* INSTRUCTION *
Duplicate the e-skin energy passage below word for word, from "While the good" to "self-powered e-skin applications.".

-------- EXTRACTED TEXT

Flexible and small-area PSCs have demonstrated PCE above 16.09%, however, also showing clear cracking of the perovskite layer under bending conditions.93 Further advances are needed to ensure the mechanical stability and flexural endurance of PSCs towards large-area flexible PVs. In this regard, a promising strategy is to fill the perovskite structure with polymers, preserving the crystallinity of the film, and increasing the reliability of the resulting PSCs over several bending cycles and high bending radii.65 This approach has shown flexible PSCs with PCE up to 12.32% and PD of 123 W/m2. Recently, PSCs have demonstrated record values of 23 W/g, with a stabilized PCE of 12%,35 overcoming performance of photovoltaic technology previously reported in the literature. These PSCs based on chromium oxide–chromium interlayer, which effectively protects the metal top contacts from reactions with the perovskite, have demonstrated great stability for several days under ambient conditions. In addition, the optimized utilization of a transparent polymer electrode treated with dimethylsulphoxide as the bottom layer permitted the deposition from solution at low temperature of pinhole-free perovskite films at high yield on arbitrary substrates, e.g. thin plastic foils with a thickness below 3 μm. Compared to other energy-generating technologies, such as electric generators (0.3–8.4 W/g) and heat engines/heat pumps (0.03–10 W/g for a jet engine, excluding fuel), this PSC technology has a tremendous potential to power wearable and portable devices such as e-skin.

While the good performance of flexible PSCs could provide energy surplus for e-skin, improved structural stability under deformations make them one of the most promising PV alternatives for self-powered e-skin applications.

Mechanical energy

There are a number of ambient mechanical sources of energy (kinetic and potential energies, e.g. in vibrating systems) which can be used to harvest energy to power micro-/nano-devices distributed in the e-skin. Mechanical vibrations available in the ambient have wide range of frequencies, from few Hz (human steps, human heartbeat rate, and sea water waves) to several kHz (mechanical engines), and can produce energy in a wide range of few hundreds μWcm−3 to mWcm−3.94 Mechanical energy is helpful to ensure the continuous operation of self-powered systems in circumstances where other energy sources (sunlight, thermal, etc.) are not available. An example of vibration as the source of mechanical energy, in the application unrelated to e-skin, can be found in roads and pedestrian paths where cars and humans steps have been used to produce energy.95 Energy ranging between 50 and 500 μW can be developed in this way.95 In this regard, there is an intensive research on developing large-area multi-functional mats capable to harvest mechanical energy, e.g. when a car stops in a cross road, allowing also to charge wirelessly its batteries.96 Another example of a promising on-going investigation has recently demonstrated a prototype of large-area electronic carpet capable to harvest energy from human steps.97 These technologies are relevant for e-skin, as mechanical energy could be harvested by robots or human movements to power the distributed electric components. However, such solutions are often bulky and against the current focus on the micro- and nano-generators to generate energies in the range of nW.

----------------
-------- DATA SECTION

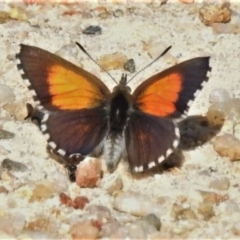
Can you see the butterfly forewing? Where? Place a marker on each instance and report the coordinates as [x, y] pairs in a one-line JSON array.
[[58, 83], [168, 93], [75, 121]]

----------------

* ANSWER TO THIS TASK *
While the good performance of flexible PSCs could provide energy surplus for e-skin, improved structural stability under deformations make them one of the most promising PV alternatives for self-powered e-skin applications.